YOUR ASSIGNMENT =
The task calls for every line of the data to be retyped exactly.

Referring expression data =
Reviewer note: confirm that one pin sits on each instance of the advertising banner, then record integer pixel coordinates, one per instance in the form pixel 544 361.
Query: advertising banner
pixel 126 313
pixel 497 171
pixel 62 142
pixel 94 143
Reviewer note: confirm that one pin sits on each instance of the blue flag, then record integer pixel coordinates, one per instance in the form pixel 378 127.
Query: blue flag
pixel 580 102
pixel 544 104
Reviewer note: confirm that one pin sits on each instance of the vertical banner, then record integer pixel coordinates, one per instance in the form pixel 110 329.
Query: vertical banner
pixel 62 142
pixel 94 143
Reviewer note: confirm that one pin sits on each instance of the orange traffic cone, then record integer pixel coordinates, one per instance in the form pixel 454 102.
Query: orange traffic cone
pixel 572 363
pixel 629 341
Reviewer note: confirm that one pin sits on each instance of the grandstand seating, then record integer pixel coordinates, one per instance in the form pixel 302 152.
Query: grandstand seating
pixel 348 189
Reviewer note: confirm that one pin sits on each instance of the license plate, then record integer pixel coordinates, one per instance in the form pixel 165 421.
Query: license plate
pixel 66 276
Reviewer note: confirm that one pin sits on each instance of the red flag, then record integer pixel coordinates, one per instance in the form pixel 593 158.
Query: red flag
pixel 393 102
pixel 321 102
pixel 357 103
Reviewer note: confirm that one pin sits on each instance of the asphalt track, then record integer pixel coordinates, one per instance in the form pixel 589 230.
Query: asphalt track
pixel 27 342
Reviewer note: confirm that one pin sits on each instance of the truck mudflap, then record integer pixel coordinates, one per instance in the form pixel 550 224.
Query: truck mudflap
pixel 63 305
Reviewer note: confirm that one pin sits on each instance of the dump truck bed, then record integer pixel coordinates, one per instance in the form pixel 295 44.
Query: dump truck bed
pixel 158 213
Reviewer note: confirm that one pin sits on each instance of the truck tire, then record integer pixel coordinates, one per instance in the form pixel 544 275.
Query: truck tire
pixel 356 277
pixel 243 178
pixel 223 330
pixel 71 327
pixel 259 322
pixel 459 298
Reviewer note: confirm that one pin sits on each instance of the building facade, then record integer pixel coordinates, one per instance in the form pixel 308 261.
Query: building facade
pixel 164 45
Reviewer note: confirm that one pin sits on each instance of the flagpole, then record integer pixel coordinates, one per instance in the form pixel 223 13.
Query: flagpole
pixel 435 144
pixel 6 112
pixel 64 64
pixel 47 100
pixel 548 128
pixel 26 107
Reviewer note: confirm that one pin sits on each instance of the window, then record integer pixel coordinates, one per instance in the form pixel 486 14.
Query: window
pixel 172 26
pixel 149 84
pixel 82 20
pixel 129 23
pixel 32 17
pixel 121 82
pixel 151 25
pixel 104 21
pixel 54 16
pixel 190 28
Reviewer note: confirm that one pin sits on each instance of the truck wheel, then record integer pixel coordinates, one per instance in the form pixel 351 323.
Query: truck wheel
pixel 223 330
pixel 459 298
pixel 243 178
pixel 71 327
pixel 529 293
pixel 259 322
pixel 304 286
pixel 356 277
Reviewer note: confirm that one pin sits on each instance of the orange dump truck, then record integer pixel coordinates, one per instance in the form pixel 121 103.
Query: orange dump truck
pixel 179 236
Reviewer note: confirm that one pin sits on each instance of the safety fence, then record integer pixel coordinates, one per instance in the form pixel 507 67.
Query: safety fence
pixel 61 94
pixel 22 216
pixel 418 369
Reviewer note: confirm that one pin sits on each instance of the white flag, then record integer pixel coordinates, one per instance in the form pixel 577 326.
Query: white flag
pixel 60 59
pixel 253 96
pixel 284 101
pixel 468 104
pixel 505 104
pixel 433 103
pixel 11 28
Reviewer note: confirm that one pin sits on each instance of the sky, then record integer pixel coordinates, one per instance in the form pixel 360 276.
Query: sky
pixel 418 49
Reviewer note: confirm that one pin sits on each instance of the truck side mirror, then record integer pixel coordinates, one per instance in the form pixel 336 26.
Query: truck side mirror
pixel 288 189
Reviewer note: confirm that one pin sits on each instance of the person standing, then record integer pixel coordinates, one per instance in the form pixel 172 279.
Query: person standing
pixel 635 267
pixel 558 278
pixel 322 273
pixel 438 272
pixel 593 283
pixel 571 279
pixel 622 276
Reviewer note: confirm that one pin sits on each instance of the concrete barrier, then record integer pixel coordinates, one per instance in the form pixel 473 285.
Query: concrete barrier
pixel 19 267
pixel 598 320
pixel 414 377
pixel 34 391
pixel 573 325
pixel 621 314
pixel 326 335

EXERCISE RESPONSE =
Reviewer note: confirm that one pin sits on each instance of the advertising banner, then record integer pixel coordinates, one per instance in the form pixel 544 361.
Query: advertising banner
pixel 126 313
pixel 497 171
pixel 62 142
pixel 94 143
Reviewer note: confirm that one pin sits on each instance of the blue flag, then record integer pixel coordinates, one per instance in the form pixel 378 127.
Query: blue flag
pixel 580 102
pixel 544 104
Reviewer note: confirm that one pin sits on each instance of the vertical banner, then record integer pixel coordinates, one per instance in the form pixel 110 329.
Query: vertical banner
pixel 62 142
pixel 94 143
Reviewer note: confirm that one pin sits on each instance of the orange traffic cone, then record integer pixel coordinates, one per instance in the form pixel 454 102.
Query: orange traffic cone
pixel 572 363
pixel 629 341
Reviewer note: confirm that one pin sits on each instance of the grandstand seating, then record integer pixel coordinates, one per instance in the form pixel 302 152.
Query: grandstand seating
pixel 348 189
Reviewer note: confirm that one pin sits on each instance of the license plate, then record integer pixel coordinates, one per instance in the form pixel 165 421.
Query: license plate
pixel 66 276
Reviewer note: confirm that one pin sits on each instance of the red flag, then record integer pixel coordinates, one per instance in the form pixel 593 158.
Query: red flag
pixel 393 102
pixel 321 102
pixel 357 103
Reviewer note: confirm that one pin sits on each instance of the asphalt track, then record integer pixel coordinates, one per instance in the form pixel 589 230.
Query: asphalt track
pixel 27 342
Reviewer note: confirm that one pin sits on each instance of the truck mudflap, then record integer pixel coordinates, one per instance in the form pixel 550 224.
Query: truck mudflap
pixel 63 305
Reviewer note: confirm that one pin sits on each instance of the dump truck bed, then record integer pixel coordinates, one per instance in the form pixel 295 44.
Query: dump truck bed
pixel 158 213
Reviewer note: confirm that one pin sits on each instance of the truck tire, then record integer pixel coordinates, one per instance in the form pixel 544 275.
Query: truck tire
pixel 356 277
pixel 243 178
pixel 223 330
pixel 71 327
pixel 259 322
pixel 459 298
Reviewer note: confirm that one pin sits on each instance of the building facade, then record integer pixel coordinates, one per instance in the form pixel 308 261.
Query: building facade
pixel 164 45
Reviewer note: confirm that one pin sits on each instance of the flagpole, then record integer pixel coordinates, one per instance in the form pixel 223 13.
Query: flagpole
pixel 435 144
pixel 6 112
pixel 64 64
pixel 47 100
pixel 548 128
pixel 26 107
Reviewer note: confirm that one pin sits on each instance of the window, then record integer pixel coordinates, one per instance in the form pixel 486 14.
Query: window
pixel 172 26
pixel 149 84
pixel 82 20
pixel 129 23
pixel 32 17
pixel 121 82
pixel 151 25
pixel 104 21
pixel 54 16
pixel 190 28
Reviewer note: confirm that one pin sits on each instance of the truck wheel, then record integer pixel coordinates, one per instance in the form pixel 351 323.
Query: truck wheel
pixel 223 330
pixel 459 298
pixel 243 178
pixel 71 327
pixel 529 293
pixel 259 322
pixel 304 286
pixel 356 277
Reviewer note: confirm that one pin sits on each instance of the orange dump truck, then record integer pixel coordinates, one per instance in the form pixel 121 103.
Query: orange dump truck
pixel 179 236
Reviewer note: confirm that one pin sits on each instance of the safety fence, then record integer pixel coordinates, one per instance in the form pixel 507 67.
Query: safety fence
pixel 61 94
pixel 22 216
pixel 418 369
Reviewer note: confirm that one pin sits on each instance of the white flag, then record integer pixel coordinates, one per instance in the form pixel 577 326.
Query: white flag
pixel 60 59
pixel 253 96
pixel 284 101
pixel 468 104
pixel 505 104
pixel 433 103
pixel 11 28
Reviewer note: confirm that one pin sits on each instance of the sky, then record integer pixel coordinates, one per instance in the form pixel 360 276.
Query: sky
pixel 418 49
Reviewer note: confirm that one pin sits on each instance of the truck side mirror, then record integer pixel coordinates, one per instance in the form pixel 336 26.
Query: truck side mirror
pixel 288 189
Reviewer note: confirm that one pin sits on each instance of the person standing, then record integer pixel coordinates, one per instance in the form pixel 172 279.
Query: person standing
pixel 635 267
pixel 558 278
pixel 322 273
pixel 438 272
pixel 593 283
pixel 571 279
pixel 622 276
Reviewer note: confirm that one pin sits on each instance of the concrete barrier, then record integer pixel coordinates, one per instance in the form pixel 473 285.
Query: concrete barrier
pixel 19 267
pixel 598 320
pixel 414 377
pixel 34 391
pixel 573 325
pixel 621 314
pixel 326 335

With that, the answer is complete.